● SOURCE DATA
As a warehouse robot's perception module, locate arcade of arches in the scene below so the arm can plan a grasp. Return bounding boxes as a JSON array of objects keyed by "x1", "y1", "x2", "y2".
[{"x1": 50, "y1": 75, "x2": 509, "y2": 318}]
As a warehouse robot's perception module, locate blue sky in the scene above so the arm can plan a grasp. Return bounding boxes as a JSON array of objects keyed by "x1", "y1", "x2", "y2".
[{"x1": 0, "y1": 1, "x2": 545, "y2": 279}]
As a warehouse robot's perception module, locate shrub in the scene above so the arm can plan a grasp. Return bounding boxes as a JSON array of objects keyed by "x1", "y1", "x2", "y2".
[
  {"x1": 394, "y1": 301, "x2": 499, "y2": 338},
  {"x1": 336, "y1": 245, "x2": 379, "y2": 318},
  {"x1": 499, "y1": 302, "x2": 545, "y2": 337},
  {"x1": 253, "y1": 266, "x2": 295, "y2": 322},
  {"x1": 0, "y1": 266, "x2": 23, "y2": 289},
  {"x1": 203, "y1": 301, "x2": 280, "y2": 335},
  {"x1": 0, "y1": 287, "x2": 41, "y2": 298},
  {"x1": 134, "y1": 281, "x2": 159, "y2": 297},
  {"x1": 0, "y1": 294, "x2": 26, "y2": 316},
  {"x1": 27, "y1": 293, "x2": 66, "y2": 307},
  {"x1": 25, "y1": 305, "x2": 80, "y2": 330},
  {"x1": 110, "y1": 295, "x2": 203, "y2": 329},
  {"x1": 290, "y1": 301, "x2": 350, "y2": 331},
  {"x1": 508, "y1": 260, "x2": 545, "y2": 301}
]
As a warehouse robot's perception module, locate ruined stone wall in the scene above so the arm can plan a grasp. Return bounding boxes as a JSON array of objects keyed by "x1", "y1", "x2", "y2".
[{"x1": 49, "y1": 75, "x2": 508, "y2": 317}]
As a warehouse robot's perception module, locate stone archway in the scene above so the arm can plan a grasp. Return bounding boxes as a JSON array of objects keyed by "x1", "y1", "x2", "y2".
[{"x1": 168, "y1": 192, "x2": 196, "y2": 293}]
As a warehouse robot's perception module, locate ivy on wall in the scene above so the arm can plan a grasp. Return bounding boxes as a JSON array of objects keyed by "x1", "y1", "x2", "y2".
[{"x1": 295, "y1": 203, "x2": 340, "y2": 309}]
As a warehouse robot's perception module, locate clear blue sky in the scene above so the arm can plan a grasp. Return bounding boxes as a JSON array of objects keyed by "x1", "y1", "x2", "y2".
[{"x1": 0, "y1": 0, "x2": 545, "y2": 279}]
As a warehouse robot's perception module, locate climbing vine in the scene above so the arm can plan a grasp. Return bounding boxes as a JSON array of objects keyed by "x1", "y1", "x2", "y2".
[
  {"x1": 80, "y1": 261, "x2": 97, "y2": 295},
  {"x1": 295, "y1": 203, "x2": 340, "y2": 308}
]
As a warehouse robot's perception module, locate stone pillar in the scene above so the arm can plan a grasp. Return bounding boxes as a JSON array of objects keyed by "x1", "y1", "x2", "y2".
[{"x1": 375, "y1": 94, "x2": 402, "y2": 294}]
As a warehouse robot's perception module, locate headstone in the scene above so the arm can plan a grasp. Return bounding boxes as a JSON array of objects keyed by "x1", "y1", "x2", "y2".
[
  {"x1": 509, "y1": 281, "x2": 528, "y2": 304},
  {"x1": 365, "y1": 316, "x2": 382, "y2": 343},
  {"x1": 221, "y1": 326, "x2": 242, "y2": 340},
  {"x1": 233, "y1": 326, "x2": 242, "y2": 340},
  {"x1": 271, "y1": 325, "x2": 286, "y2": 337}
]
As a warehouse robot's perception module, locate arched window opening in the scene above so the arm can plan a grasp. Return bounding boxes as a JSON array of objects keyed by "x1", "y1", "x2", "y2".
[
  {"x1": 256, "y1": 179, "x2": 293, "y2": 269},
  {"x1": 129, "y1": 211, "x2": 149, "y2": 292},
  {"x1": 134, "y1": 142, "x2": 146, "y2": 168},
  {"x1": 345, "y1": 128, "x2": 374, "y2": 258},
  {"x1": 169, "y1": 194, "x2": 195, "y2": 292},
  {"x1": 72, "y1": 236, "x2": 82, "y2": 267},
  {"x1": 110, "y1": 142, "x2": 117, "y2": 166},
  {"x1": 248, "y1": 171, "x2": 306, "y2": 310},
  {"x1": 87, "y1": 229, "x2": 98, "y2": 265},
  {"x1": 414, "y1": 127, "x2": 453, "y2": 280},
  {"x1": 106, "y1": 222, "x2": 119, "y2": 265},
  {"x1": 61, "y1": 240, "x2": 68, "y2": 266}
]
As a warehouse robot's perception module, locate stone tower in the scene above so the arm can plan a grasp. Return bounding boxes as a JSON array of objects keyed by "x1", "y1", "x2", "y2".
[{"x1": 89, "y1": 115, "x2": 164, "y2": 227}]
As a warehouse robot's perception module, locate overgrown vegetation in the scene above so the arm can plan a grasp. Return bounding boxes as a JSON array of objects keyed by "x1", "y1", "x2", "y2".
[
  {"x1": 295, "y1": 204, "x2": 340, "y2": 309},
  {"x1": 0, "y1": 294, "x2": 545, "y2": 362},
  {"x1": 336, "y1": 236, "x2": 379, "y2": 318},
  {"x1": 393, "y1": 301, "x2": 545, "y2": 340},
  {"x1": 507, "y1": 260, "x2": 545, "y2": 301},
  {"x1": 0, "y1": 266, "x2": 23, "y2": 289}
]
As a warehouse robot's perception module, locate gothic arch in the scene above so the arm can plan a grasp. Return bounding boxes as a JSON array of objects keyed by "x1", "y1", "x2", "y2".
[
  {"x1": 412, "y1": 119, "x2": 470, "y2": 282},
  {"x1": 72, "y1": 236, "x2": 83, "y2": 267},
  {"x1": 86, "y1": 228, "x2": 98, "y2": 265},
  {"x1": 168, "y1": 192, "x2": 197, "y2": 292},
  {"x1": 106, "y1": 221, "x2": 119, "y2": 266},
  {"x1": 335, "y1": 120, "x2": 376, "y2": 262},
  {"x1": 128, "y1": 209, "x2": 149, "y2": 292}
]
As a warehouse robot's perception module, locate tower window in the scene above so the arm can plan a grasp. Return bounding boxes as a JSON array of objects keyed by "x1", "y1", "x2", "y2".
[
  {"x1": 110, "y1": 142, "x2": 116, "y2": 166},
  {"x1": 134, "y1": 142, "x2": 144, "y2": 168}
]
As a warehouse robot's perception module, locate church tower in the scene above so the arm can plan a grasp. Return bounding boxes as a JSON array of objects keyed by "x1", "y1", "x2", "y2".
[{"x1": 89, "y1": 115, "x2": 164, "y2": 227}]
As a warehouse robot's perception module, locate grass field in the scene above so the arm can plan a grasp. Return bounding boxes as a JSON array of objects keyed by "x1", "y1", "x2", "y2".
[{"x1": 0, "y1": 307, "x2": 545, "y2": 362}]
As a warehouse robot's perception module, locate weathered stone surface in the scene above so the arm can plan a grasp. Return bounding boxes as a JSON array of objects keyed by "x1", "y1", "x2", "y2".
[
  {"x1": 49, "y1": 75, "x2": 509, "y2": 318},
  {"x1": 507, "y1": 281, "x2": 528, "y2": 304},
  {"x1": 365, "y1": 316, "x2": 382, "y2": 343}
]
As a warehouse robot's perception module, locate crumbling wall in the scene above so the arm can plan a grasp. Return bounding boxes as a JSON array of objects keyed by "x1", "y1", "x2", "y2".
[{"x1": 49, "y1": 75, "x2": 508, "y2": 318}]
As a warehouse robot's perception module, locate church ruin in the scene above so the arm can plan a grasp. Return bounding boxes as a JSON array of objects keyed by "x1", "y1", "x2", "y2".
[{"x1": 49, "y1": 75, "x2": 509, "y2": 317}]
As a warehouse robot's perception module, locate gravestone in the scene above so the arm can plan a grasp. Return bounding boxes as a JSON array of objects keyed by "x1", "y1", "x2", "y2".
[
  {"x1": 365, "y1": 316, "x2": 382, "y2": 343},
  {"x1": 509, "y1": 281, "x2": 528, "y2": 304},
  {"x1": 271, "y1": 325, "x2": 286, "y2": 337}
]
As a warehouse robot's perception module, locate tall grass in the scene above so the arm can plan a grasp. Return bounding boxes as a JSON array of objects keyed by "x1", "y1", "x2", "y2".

● TASK DESCRIPTION
Rewrite the stretch from the line containing "As a warehouse robot's perception module, locate gravestone" through the end of the material, requests included, and multiply every bounding-box coordinate in the answers by 2.15, rounding to whole numbers with halves going up. Give only those lines.

● OUTPUT OF THE EXERCISE
As a warehouse robot's perception module, locate gravestone in the scene above so the arm can plan a grasp. Return bounding boxes as a JSON array of objects keyed by "x1", "y1", "x2", "y2".
[
  {"x1": 785, "y1": 679, "x2": 821, "y2": 737},
  {"x1": 1094, "y1": 604, "x2": 1135, "y2": 654},
  {"x1": 583, "y1": 699, "x2": 615, "y2": 725}
]
As a warehouse robot's perception module, locate tall grass in the scene above so the arm can plan a grasp. Return bounding boxes as a JSON array of objects keyed by "x1", "y1", "x2", "y2".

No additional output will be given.